> [Short task] What is needed here is an exact copy of every entry.

+ + + + +

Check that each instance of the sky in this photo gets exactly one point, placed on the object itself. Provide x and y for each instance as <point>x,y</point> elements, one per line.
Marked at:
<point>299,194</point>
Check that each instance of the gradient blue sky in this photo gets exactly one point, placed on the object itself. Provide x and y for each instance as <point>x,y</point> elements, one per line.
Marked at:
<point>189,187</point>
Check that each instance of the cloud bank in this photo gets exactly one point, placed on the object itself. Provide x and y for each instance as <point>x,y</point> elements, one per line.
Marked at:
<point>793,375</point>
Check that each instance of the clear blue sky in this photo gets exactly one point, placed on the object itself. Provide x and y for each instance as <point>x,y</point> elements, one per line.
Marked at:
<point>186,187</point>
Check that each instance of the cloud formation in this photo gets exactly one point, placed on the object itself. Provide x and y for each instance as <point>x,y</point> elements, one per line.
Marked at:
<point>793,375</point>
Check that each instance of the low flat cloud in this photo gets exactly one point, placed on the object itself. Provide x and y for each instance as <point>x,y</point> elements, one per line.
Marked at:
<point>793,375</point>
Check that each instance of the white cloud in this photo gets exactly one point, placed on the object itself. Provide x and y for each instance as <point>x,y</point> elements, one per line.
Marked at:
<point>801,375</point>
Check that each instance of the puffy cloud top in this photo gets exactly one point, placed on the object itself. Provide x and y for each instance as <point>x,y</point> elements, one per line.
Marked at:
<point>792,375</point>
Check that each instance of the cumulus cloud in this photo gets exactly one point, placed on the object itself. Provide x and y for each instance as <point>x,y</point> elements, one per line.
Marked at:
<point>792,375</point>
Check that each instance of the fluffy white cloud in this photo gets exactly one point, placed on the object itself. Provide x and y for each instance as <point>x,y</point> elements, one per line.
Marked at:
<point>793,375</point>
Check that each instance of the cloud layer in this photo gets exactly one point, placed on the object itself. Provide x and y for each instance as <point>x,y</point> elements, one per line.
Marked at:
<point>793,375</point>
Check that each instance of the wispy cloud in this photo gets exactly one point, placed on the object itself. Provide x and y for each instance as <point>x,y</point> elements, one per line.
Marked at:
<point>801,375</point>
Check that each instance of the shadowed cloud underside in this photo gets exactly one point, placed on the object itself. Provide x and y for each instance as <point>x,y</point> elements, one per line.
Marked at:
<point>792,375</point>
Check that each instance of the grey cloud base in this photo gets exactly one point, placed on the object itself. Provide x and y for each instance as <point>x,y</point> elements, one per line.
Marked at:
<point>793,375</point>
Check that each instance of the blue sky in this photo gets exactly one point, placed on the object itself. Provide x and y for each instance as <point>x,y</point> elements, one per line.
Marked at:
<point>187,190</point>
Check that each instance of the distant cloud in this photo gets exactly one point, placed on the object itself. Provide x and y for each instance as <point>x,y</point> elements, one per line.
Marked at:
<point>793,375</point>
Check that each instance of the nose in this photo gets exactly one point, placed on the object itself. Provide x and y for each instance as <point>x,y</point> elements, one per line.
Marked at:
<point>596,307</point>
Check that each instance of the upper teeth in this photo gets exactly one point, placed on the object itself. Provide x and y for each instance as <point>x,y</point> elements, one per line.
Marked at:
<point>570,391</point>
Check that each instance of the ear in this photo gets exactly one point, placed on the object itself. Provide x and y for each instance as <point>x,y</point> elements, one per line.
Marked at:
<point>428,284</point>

+ + + + +

> [Response]
Check that each instance of the sky in this photo gets exactly one point, placed on the object itself. Provide x and y for each instance as <point>x,y</point> elements, one per line.
Marked at:
<point>299,194</point>
Check that each instance of the gradient blue sky in this photo gets exactly one point, placed on the object itself. Provide x and y for each instance as <point>x,y</point> elements, one per line.
Marked at:
<point>189,187</point>
Check that each instance of the cloud bank in this photo gets exactly one point, placed on the object itself. Provide x and y for each instance as <point>x,y</point> elements, one per line.
Marked at:
<point>793,375</point>
Check that each instance of the clear blue sky in this photo gets exactly one point, placed on the object itself. Provide x and y for each instance as <point>x,y</point> elements, one per line.
Marked at:
<point>186,187</point>
Check that each instance of the cloud formation in this photo gets exactly one point, placed on the object itself. Provide x and y for each instance as <point>x,y</point> elements, one per line.
Marked at:
<point>793,375</point>
Check that each instance of the low flat cloud in this photo gets exactly one point, placed on the object itself. Provide x and y for each instance as <point>x,y</point> elements, one per line.
Marked at:
<point>793,375</point>
Check that each instance of the white cloud in this photo gets exactly one point, placed on the object itself. Provide x and y for each instance as <point>x,y</point> elements, one per line.
Marked at:
<point>801,375</point>
Check that each instance of the puffy cloud top in this photo gets exactly one point, placed on the object itself. Provide x and y for each instance as <point>x,y</point> elements, one per line.
Marked at:
<point>792,375</point>
Check that each instance of the cumulus cloud in this photo gets exactly one point, placed on the object itself. Provide x and y for each instance as <point>x,y</point> elements, one per line.
Marked at:
<point>792,375</point>
Check that each instance of the fluffy white cloud in this photo gets exactly one point, placed on the object itself. Provide x and y for each instance as <point>x,y</point> elements, one per line.
Marked at:
<point>793,375</point>
Check that each instance of the cloud layer in this photo gets exactly one point, placed on the object itself. Provide x and y for each instance as <point>x,y</point> elements, one per line.
Marked at:
<point>793,375</point>
Check that each instance of the wispy cloud in this photo gets exactly one point, placed on the object itself. Provide x and y for each instance as <point>x,y</point> elements, one per line.
Marked at:
<point>801,375</point>
Check that each instance of the shadowed cloud underside in this photo gets exactly one point, placed on the object itself. Provide x and y for each instance as <point>x,y</point> elements, one per line.
Marked at:
<point>792,375</point>
Check that each instance of the grey cloud base in this photo gets exactly one point, placed on the object itself. Provide x and y for each instance as <point>x,y</point> elements, one per line.
Marked at:
<point>793,375</point>
Check that each instance of the blue sky in this photo gets exactly one point, placed on the object itself. Provide x and y for each instance as <point>x,y</point> elements, one per line.
Marked at:
<point>187,190</point>
Check that each instance of the distant cloud in this photo gets exactly one point, placed on the object itself. Provide x and y for each instance as <point>x,y</point> elements, one per line.
Marked at:
<point>793,375</point>
Check that each instance of the nose in this photo gets exactly one point, placed on the object itself. Provide x and y for each instance as <point>x,y</point> elements, one per line.
Marked at:
<point>596,307</point>
Check that each instance of the upper teeth in this photo gets exactly one point, placed on the object itself. Provide x and y for each instance as <point>x,y</point> elements, one per line.
Marked at:
<point>570,391</point>
Check that each instance of the ear in this photo gets exactly one point, placed on the object itself. Provide x and y for each instance as <point>x,y</point> elements, one per line.
Marked at:
<point>428,284</point>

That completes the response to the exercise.